[[ RECORDS TO PROCESS open ]]
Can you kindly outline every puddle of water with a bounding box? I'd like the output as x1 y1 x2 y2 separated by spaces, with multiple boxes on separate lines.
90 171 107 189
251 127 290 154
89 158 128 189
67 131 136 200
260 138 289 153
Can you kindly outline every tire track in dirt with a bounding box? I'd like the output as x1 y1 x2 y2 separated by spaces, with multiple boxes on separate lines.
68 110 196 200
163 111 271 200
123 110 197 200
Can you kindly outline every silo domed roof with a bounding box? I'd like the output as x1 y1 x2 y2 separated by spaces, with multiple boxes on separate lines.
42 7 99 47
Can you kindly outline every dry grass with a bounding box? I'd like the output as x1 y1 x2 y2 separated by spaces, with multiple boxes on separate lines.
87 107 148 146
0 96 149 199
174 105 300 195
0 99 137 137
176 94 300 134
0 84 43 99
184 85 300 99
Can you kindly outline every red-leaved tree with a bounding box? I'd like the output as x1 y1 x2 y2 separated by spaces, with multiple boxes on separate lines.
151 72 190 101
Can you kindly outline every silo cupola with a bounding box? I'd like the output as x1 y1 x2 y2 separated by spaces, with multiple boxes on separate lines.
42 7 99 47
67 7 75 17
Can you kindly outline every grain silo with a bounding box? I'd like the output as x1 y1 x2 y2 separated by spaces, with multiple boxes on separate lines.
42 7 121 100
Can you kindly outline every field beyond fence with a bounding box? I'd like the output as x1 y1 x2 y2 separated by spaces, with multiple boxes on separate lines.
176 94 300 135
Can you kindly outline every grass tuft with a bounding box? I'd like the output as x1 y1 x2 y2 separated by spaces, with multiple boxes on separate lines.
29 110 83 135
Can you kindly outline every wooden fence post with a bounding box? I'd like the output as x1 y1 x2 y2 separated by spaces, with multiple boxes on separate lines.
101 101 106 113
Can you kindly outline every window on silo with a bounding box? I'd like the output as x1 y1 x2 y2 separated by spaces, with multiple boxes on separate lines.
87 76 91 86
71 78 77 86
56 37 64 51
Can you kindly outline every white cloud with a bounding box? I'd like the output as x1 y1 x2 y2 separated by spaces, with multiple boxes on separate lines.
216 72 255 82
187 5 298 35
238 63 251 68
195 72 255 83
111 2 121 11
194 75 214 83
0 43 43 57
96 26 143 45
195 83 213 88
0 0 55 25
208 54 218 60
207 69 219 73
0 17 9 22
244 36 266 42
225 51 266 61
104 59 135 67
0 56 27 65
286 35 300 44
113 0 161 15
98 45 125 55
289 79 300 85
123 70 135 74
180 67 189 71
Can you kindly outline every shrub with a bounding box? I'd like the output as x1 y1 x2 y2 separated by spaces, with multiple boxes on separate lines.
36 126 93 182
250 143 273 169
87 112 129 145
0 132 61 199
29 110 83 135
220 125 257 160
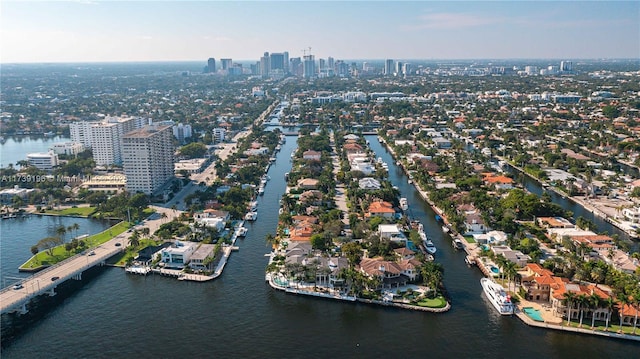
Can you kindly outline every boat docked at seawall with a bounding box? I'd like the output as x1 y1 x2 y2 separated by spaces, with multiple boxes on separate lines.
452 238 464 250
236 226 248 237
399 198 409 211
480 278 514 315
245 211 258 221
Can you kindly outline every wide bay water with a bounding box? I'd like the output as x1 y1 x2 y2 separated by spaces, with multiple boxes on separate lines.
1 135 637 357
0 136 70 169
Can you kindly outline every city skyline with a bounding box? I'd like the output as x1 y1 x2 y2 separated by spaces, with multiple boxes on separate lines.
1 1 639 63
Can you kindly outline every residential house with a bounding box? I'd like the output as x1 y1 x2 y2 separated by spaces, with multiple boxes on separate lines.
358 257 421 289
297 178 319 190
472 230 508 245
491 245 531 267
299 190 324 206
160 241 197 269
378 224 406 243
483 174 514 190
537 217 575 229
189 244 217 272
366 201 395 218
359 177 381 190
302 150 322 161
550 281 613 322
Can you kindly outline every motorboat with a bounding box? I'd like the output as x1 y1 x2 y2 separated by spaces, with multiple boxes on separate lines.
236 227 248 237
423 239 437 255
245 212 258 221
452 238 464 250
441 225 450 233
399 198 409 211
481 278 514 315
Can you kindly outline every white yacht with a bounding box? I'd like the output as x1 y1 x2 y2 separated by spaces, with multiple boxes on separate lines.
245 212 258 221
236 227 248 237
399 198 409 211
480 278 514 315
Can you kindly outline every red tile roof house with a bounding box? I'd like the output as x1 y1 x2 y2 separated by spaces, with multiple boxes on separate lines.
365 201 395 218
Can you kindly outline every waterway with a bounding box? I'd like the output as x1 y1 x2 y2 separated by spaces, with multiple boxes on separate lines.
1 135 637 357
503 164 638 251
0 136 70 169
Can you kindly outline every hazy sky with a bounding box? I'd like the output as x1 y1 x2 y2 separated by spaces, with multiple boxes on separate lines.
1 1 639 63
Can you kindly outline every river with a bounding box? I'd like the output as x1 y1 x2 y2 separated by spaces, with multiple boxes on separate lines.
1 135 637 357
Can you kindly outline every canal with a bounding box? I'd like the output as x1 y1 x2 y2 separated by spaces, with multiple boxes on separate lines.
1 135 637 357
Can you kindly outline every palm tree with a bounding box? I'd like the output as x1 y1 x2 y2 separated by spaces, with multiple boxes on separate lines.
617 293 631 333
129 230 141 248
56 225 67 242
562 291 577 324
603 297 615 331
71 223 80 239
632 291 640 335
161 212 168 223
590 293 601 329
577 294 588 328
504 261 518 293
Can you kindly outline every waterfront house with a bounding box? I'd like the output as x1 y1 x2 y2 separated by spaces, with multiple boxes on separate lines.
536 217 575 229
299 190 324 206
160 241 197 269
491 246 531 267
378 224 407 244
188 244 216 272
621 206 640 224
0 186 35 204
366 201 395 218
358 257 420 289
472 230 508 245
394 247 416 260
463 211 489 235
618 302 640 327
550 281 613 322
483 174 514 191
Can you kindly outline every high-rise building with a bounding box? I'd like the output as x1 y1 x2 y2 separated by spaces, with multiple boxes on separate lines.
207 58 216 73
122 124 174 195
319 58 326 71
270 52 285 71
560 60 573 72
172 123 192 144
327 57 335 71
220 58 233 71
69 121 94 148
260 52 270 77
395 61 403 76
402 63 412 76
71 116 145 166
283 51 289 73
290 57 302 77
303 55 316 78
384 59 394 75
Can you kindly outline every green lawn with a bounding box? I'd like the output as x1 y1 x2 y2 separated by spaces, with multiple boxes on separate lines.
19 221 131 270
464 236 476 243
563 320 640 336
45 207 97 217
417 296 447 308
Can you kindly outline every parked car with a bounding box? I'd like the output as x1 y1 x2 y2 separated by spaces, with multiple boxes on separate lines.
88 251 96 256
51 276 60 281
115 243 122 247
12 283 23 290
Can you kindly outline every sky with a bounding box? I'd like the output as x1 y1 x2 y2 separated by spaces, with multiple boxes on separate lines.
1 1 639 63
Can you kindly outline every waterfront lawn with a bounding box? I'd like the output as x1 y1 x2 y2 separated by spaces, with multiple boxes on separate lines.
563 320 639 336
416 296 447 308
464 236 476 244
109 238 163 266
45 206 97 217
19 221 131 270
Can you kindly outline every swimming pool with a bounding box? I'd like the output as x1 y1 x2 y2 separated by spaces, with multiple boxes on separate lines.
[[ RECORDS TO PROCESS closed ]]
### [ASSIGNMENT]
Please copy out the material above exactly, with the images removed.

### [TASK RESULT]
Can you kindly outline every puddle of water with a bounding box? I'd like the output as x1 y1 x2 y2 separated by spaces, with multiple boxes on separate lines.
90 171 107 189
251 127 290 154
89 158 128 189
67 131 136 200
260 138 289 153
Can you kindly outline every tire track in dirt with a bounding box? I'd like the output as x1 y1 x2 y2 separated by spaces, with multiple boxes on separate lines.
68 110 196 200
163 111 271 200
123 110 197 200
Can you kindly outline every silo domed roof with a bounding box? I'd like the output as x1 y1 x2 y2 separated by spaces, with multiple boxes on separate lines.
42 7 99 47
Can you kindly outline every dry grass with a bounding box? I'd like the output as x1 y1 x2 y2 separated by spaces, with multiple boxes on separate lines.
87 107 148 146
0 96 149 199
174 105 300 195
0 99 137 137
176 94 300 134
0 84 43 99
184 85 300 99
Can you kindly outline every red-leaved tree with a bounding box? I'd like the output as x1 y1 x2 y2 separated by spaces, with multiple boxes on separate lines.
151 72 190 101
Can you kindly outline every silo cupola with a bounding box? I'd like the output as x1 y1 x2 y2 separated by spaces, with multiple boxes on separate lines.
42 7 99 47
67 7 75 17
Can you kindly outline every grain silo with a bounding box? I'd like the output as x1 y1 x2 y2 separated by spaces, with multiple boxes on separate lines.
42 7 121 100
Can you kindly outline every field beyond fence with a bounding box? I'd like the output as x1 y1 x2 y2 separated by spaces, with multiple boxes on separate lines.
176 94 300 135
Can you kindly outline every grass tuft with a bounding box? I'd like the output as x1 y1 x2 y2 separated by spaces, with multiple boxes on separate lines.
29 110 83 135
Can you kindly outline every wooden fence post with a bounding box? I'd like the output as x1 y1 x2 y2 separated by spaces, with multiple boxes on separate lines.
101 101 106 113
Can you kindly outline every window on silo with a bounding box? I'd like the output as x1 y1 x2 y2 separated by spaces, with multiple boxes on separate lines.
87 76 91 86
71 78 77 86
56 37 64 51
Can you kindly outline every white cloud with a bounding box? I'd like the output as x1 y1 x2 y2 separated by spaces, with multiple boxes on separate lines.
216 72 255 82
187 5 298 35
238 63 251 68
195 72 255 83
111 2 121 11
194 75 214 83
0 43 43 57
96 26 143 45
195 83 213 88
0 0 55 25
208 54 218 60
207 69 219 73
0 17 9 22
244 36 266 42
225 51 266 61
104 59 135 67
0 56 27 65
286 35 300 44
113 0 161 15
98 45 125 55
289 79 300 85
123 70 135 74
180 67 189 71
Can you kindly outline every shrub with a bounding box? I'd like the output as x1 y1 x2 y2 separated by spaces, with multiple boxes on separate lines.
36 126 93 182
250 143 273 169
87 112 129 145
0 132 61 199
29 110 83 135
220 125 257 160
Can you kindly outline every boat docked at seawall with a bounding box? I'd like the output as x1 y1 x2 y2 separated by spaces, with multiple boxes on separate lines.
452 238 464 250
236 226 248 237
399 198 409 211
480 278 514 315
245 211 258 221
Can you kindly outline every wide bay water with a bounding box? I'd like the output as x1 y1 x2 y2 separated by spaces, with multiple boxes on separate lines.
1 135 637 357
0 136 70 169
Can you kindly outline every city skyline with a bounding box? I'd like the output as x1 y1 x2 y2 separated by spaces, with multiple boxes on separate lines.
1 1 639 63
Can you kindly outline every residential house with a bounding box? I'd like the output as x1 y1 x2 y2 separated by spaces, with multiple boxes on separate lines.
358 257 421 289
297 178 319 190
472 230 508 245
491 245 531 267
299 190 324 206
160 241 197 269
378 224 406 243
483 174 514 190
537 217 575 229
189 244 217 272
366 201 395 218
359 177 381 190
302 150 322 161
550 281 613 322
Can you kindly outline every motorboat with a bounding box? I'd like the output as x1 y1 x2 y2 separated by spaces, with multiple boxes on separate lines.
236 227 248 237
423 239 437 255
245 212 258 221
452 238 464 250
441 225 450 233
399 198 409 211
481 278 514 315
Can you kindly outline every white yacht with a bounding box? I'd like the output as x1 y1 x2 y2 separated by spaces, with multiple boxes on separate lines.
245 212 258 221
236 227 248 237
399 198 409 211
480 278 514 315
Can you kindly outline every red tile roof house with a bounding box? I'd like the output as x1 y1 x2 y2 separated by spaces, with multiple boxes on separate lines.
365 201 395 218
Can you kindly outline every waterway with a bounding box? I'd like the output as x1 y1 x2 y2 separated by spaces, with multiple boxes on separate lines.
1 135 637 357
503 164 638 251
0 136 70 169
Can you kindly outline every hazy sky with a bounding box? I'd like the output as x1 y1 x2 y2 separated by spaces, with multiple boxes on separate lines.
1 1 639 63
Can you kindly outline every river with a bounding box? I'd like the output as x1 y1 x2 y2 separated by spaces, with multiple boxes on separate lines.
1 135 637 357
Can you kindly outline every canal with a bounding box? I'd like the output as x1 y1 x2 y2 separated by spaces, with multiple boxes on separate lines.
1 135 637 357
Can you kindly outline every palm tree with a bounding box? I'd like the output as x1 y1 x2 y2 separated by spaces, with multiple boxes on separate lines.
617 293 631 333
129 230 141 248
56 225 67 242
562 291 577 324
603 297 615 331
71 223 80 239
632 291 640 335
161 212 168 223
590 293 601 329
577 294 588 328
504 261 518 293
Can you kindly outline every waterfront house with a bounding box? I'd like the output as x1 y1 x2 y2 separated by spaces, with multiple boxes on separate lines.
536 217 575 229
299 190 324 206
160 241 197 269
491 246 531 267
378 224 407 244
188 244 216 272
621 206 640 224
0 186 35 204
366 201 395 218
358 257 420 289
472 230 508 245
394 247 416 260
463 211 489 235
618 302 640 327
550 281 613 322
483 174 514 191
Can you kindly outline every high-rise building with a bounding box? I'd like the output as x1 y1 x2 y2 separated by spaces, with multiple boxes on separate lines.
207 58 216 73
122 124 174 195
319 58 326 71
270 52 285 71
560 60 573 72
172 123 192 144
327 57 335 71
220 58 233 71
69 121 94 148
260 52 270 77
395 61 403 76
402 63 412 76
71 116 145 166
283 51 289 73
290 57 302 77
303 55 316 78
384 59 394 75
Can you kindly outline every green lawn with a bounding box? I'd like the output as x1 y1 x2 y2 separated by spaces, with multiple boxes on separate lines.
19 221 131 270
464 236 476 243
563 320 640 336
45 207 97 217
417 296 447 308
Can you kindly outline every parked car with a bounding box? I'd like the output as x1 y1 x2 y2 separated by spaces, with multiple boxes on separate lines.
88 251 96 256
51 276 60 281
115 243 122 247
12 283 23 290
Can you kindly outline every sky with a bounding box? I'd like the output as x1 y1 x2 y2 separated by spaces, with multiple boxes on separate lines.
1 1 639 63
Can you kindly outline every waterfront lawn with a bounding box? I'd like the output as x1 y1 x2 y2 separated by spaces, with multiple boxes on separate lines.
563 320 639 336
416 296 447 308
464 236 476 244
109 238 163 266
45 206 97 217
19 221 131 270
Can you kindly outline every swimming pool with a bounding box? I'd like the output as x1 y1 x2 y2 separated by spaces, with multiple boxes on separate lines.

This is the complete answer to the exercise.